Lay out the entries as a Markdown table, from the line containing "[output] one dot per instance, form <point>195,33</point>." up to and including the line containing "<point>35,60</point>". Use the columns No. and Line, number each row, and leave out any blank lines.

___ PROVIDED MATERIAL

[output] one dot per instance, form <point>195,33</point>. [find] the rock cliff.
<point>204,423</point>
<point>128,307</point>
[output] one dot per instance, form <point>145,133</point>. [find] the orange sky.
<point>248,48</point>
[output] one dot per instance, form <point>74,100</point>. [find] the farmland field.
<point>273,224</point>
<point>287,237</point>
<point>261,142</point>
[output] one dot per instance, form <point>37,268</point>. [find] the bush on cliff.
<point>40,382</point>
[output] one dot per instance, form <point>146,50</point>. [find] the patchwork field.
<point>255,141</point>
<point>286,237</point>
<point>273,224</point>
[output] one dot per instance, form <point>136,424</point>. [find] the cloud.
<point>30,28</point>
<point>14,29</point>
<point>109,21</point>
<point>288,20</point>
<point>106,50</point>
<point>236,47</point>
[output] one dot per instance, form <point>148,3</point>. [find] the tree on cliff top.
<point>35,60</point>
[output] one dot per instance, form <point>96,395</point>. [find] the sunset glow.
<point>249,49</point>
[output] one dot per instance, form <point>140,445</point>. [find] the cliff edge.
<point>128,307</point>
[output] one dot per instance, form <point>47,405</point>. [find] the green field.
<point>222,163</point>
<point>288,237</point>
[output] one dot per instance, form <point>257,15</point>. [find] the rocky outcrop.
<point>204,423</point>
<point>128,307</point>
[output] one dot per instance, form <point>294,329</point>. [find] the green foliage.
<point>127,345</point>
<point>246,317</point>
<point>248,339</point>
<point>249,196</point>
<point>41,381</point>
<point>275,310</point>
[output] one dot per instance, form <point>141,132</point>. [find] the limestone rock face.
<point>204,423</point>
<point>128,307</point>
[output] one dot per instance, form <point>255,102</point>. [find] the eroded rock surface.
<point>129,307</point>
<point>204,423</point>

______
___ PROVIDED MATERIAL

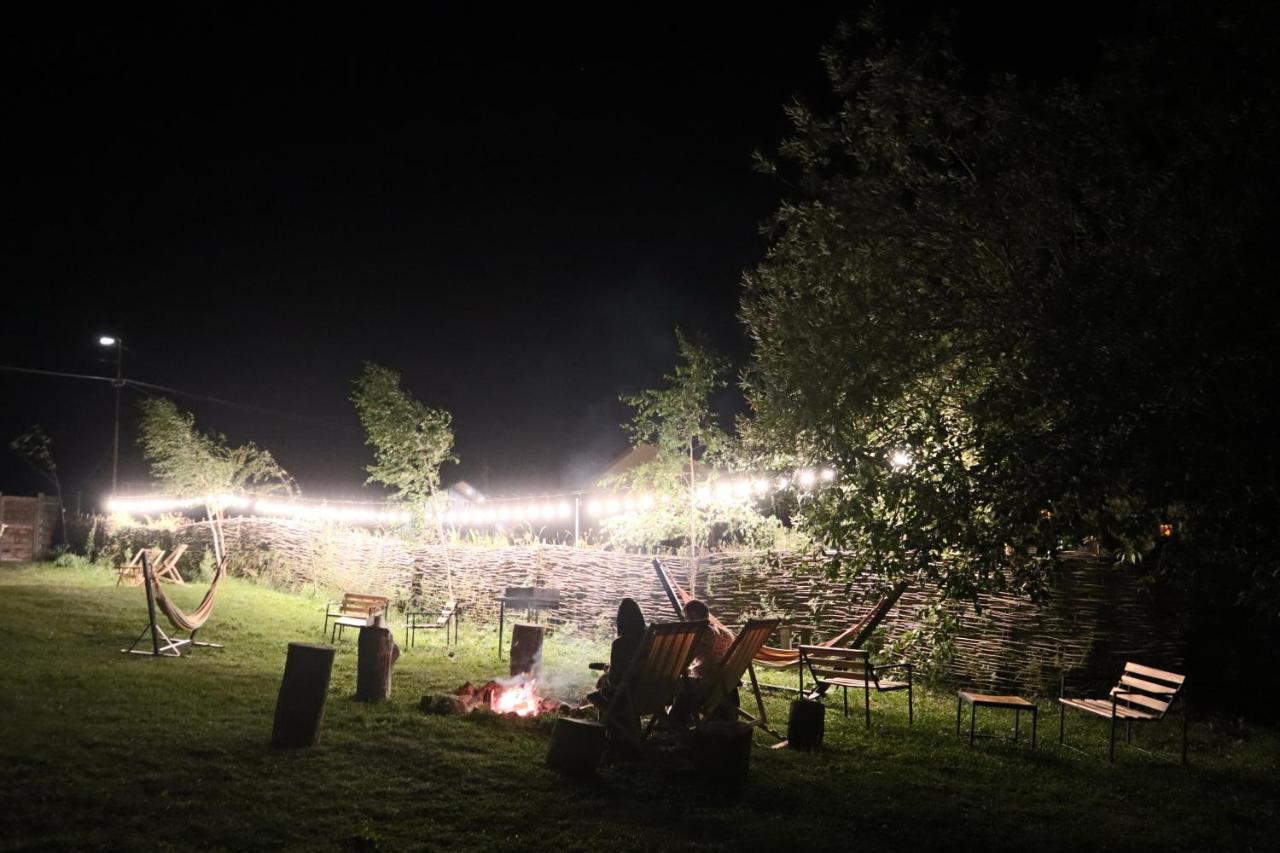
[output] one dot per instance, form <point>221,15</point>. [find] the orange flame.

______

WRITTEN REPLY
| No. | Line |
|---|---|
| 1 | [output] one dot per instance, form <point>195,33</point>. [find] the rock cliff. |
| 2 | <point>204,423</point> |
| 3 | <point>128,307</point> |
| 4 | [output] one dot per instance, form <point>145,133</point>. [find] the orange sky. |
| 5 | <point>248,48</point> |
| 6 | [output] one dot per instance, form <point>74,100</point>. [find] the farmland field. |
| 7 | <point>273,224</point> |
| 8 | <point>287,237</point> |
| 9 | <point>261,142</point> |
| 10 | [output] one dot per instance, form <point>37,268</point>. [find] the bush on cliff. |
| 11 | <point>40,382</point> |
| 12 | [output] one dot per instance, form <point>146,50</point>. [find] the patchwork field. |
| 13 | <point>255,141</point> |
| 14 | <point>286,237</point> |
| 15 | <point>273,224</point> |
| 16 | [output] one dot per instance, form <point>136,424</point>. [find] the cloud. |
| 17 | <point>30,28</point> |
| 18 | <point>14,29</point> |
| 19 | <point>109,21</point> |
| 20 | <point>288,20</point> |
| 21 | <point>106,50</point> |
| 22 | <point>236,47</point> |
| 23 | [output] one dot per instance, form <point>148,3</point>. [find] the tree on cliff top. |
| 24 | <point>35,60</point> |